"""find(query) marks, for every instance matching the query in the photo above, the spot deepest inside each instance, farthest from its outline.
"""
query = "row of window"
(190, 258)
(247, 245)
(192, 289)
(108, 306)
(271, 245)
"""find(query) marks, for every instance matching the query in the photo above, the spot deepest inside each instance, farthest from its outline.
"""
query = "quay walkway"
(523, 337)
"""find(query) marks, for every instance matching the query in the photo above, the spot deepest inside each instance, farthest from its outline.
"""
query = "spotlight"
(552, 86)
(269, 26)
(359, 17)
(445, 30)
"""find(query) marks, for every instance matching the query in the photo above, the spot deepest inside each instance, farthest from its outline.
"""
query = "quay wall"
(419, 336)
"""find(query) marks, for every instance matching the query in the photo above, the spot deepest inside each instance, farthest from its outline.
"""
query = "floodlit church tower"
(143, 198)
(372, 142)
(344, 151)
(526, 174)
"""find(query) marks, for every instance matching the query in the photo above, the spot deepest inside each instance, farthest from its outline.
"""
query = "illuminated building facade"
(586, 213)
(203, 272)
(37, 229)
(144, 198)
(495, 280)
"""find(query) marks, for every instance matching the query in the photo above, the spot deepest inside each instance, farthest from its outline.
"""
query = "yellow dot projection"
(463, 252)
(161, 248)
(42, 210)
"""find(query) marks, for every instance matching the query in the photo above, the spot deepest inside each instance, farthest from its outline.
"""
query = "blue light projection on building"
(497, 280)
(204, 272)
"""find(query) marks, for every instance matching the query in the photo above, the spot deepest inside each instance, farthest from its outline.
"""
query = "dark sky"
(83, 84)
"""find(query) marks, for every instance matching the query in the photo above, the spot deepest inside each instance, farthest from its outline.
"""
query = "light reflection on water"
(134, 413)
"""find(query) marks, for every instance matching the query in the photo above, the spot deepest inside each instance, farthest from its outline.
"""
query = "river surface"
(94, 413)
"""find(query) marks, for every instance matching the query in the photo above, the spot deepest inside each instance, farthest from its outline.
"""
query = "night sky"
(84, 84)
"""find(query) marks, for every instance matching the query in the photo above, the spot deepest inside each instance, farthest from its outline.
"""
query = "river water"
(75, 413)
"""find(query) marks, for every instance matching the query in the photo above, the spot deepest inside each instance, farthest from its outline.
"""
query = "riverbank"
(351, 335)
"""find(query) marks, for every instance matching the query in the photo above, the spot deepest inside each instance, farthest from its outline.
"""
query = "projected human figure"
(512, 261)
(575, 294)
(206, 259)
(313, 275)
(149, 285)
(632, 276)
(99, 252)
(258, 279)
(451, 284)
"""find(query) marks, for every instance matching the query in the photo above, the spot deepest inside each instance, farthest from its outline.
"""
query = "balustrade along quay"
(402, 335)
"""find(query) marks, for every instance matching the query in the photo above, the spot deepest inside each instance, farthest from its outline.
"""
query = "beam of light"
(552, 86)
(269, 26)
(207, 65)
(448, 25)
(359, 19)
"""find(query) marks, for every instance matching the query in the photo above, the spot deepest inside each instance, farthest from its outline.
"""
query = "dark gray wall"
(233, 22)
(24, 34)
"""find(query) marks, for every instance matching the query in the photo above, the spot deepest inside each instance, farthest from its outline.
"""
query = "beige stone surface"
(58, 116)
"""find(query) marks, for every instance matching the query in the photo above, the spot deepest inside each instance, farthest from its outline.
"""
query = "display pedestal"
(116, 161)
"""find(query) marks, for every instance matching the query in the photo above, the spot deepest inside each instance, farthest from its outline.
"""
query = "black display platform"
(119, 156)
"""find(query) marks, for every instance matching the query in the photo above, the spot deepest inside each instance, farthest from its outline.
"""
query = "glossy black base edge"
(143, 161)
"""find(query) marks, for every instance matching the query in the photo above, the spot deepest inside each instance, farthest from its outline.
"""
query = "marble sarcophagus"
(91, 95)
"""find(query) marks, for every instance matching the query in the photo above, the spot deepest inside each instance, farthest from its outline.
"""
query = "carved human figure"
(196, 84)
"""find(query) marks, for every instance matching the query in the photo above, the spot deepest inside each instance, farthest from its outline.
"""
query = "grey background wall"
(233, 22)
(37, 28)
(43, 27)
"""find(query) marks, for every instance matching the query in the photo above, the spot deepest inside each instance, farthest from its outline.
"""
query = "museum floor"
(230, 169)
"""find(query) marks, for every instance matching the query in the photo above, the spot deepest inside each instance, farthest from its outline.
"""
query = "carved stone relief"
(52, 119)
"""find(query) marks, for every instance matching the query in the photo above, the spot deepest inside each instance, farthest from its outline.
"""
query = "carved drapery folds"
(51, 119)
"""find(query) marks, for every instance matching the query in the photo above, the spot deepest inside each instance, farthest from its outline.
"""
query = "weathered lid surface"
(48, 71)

### Task
An exact copy of every line above, start to finish, is required.

### Task solution
"""find(query) marks, for every instance matching the query in the photo above, the spot deepest inside each instance, farthest from its outline.
"""
query = "row of window"
(190, 258)
(247, 245)
(192, 289)
(108, 306)
(271, 245)
"""find(query) marks, for every instance matching the query in the photo above, the spot deepest inside each instance, farthest from its outline.
"""
query = "quay walkway"
(523, 337)
"""find(query) marks, for every instance matching the query in the photo above, the spot deepest inside each instance, farthest from its outline.
"""
query = "spotlight"
(552, 86)
(269, 26)
(359, 17)
(445, 30)
"""find(query) marks, for every instance matching the query in the photo above, the spot deepest inside each instance, farthest from its outline.
"""
query = "quay wall"
(419, 336)
"""find(query) marks, for every instance matching the query in the photo above, the spot deepest inside each instance, farthest from its outline.
"""
query = "floodlit church tower"
(143, 198)
(372, 142)
(344, 151)
(526, 174)
"""find(query) marks, for every instance matching the query in the photo above, the spot deepest inside each instance, farthest from its outline.
"""
query = "illuminated building facade"
(586, 213)
(203, 272)
(37, 229)
(144, 198)
(495, 280)
"""find(query) marks, for every instance matching the query in the photo above, the spot deepest inside each instance, farthest from its outline.
"""
query = "yellow dot projection"
(463, 252)
(161, 248)
(42, 210)
"""find(query) marks, for every instance matching the query in the photo above, the spot deepest inside each instance, farthest from its outline.
"""
query = "blue light projection on building"
(497, 280)
(204, 272)
"""find(query) marks, for every instance matching the query in the photo above, the spot deepest inside each instance, farthest from its outline.
"""
query = "dark sky"
(83, 84)
"""find(query) marks, for every instance matching the query in the photo above, the spot deepest inside each instance, farthest from its outline.
"""
query = "light reflection on water"
(134, 413)
"""find(query) marks, for every instance matching the query in the photo above, the spot deepest inside each instance, farthest from its outline.
"""
query = "river surface"
(94, 413)
"""find(query) marks, for every instance matching the query in the photo above, the spot deepest inside each instance, farthest from its outline.
"""
query = "night sky"
(84, 84)
"""find(query) marks, for every instance matching the query in the photo above, the spot deepest inside each instance, farthest from its outline.
"""
query = "river water"
(75, 413)
"""find(query) marks, for every instance matching the query in the photo above, the spot deepest inside each instance, farthest from its outline.
"""
query = "riverbank"
(351, 335)
"""find(query) marks, for every instance matching the query in the photo above, the spot deepest inside each instance, farthest from its outline.
"""
query = "projected human figure"
(512, 261)
(575, 294)
(206, 259)
(313, 275)
(149, 285)
(632, 276)
(99, 252)
(258, 279)
(451, 284)
"""find(query) marks, for every instance matching the query in the photo above, the spot deepest inside each instance, farthest from its outline.
"""
query = "balustrade along quay"
(402, 335)
"""find(query) marks, for every instance matching the query in the photo above, the spot deepest inside each instance, farthest from its outline.
"""
query = "beam of light"
(552, 86)
(269, 26)
(207, 65)
(448, 25)
(359, 19)
"""find(query) marks, for every instance matching the query in the photo above, the spot deepest inside each instance, farthest from its outline.
"""
query = "dark gray wall"
(233, 22)
(24, 34)
"""find(query) marks, for every instance matching the query in the photo above, the spot deepest inside each instance, farthest from its outline.
"""
query = "beige stone surface"
(58, 116)
"""find(query) marks, for every instance matching the query in the photo above, the spot deepest inside each instance, farthest from its outline.
"""
query = "display pedestal"
(116, 161)
"""find(query) marks, for every instance matching the query in the photo above, the spot deepest inside each instance, farthest from its outline.
"""
query = "black display platform"
(119, 156)
"""find(query) marks, for every instance matching the query in the photo above, the spot deepest inside each instance, farthest from its outline.
"""
query = "glossy black base edge"
(143, 161)
"""find(query) marks, for every instance matching the query in the photo above, the spot deepest inside each instance, farthest from its outline.
"""
query = "marble sarcophagus"
(91, 95)
"""find(query) marks, for every instance matching the query in the photo above, the spot deepest inside each instance, farthest from its outline.
"""
query = "carved human figure"
(196, 84)
"""find(query) marks, for every instance matching the query in the photo above, the spot deepest inside each instance, farthest from its outline.
"""
query = "grey background wall"
(233, 22)
(37, 28)
(43, 27)
"""find(query) marks, for every instance matching the query in the photo above, the spot deepest inside each instance, farthest from its outline.
"""
query = "museum floor"
(230, 169)
"""find(query) marks, for every instance matching the query in the photo above, the spot deepest inside each instance, farthest from its outline.
"""
query = "carved stone relief"
(52, 119)
"""find(query) marks, for every instance matching the query in the photo above, the spot deepest inside each instance, farthest from its outline.
"""
query = "carved drapery folds"
(51, 119)
"""find(query) marks, for every instance matching the query in the photo above, the spot deepest inside each instance, farthest from its outline.
"""
query = "weathered lid surface"
(48, 71)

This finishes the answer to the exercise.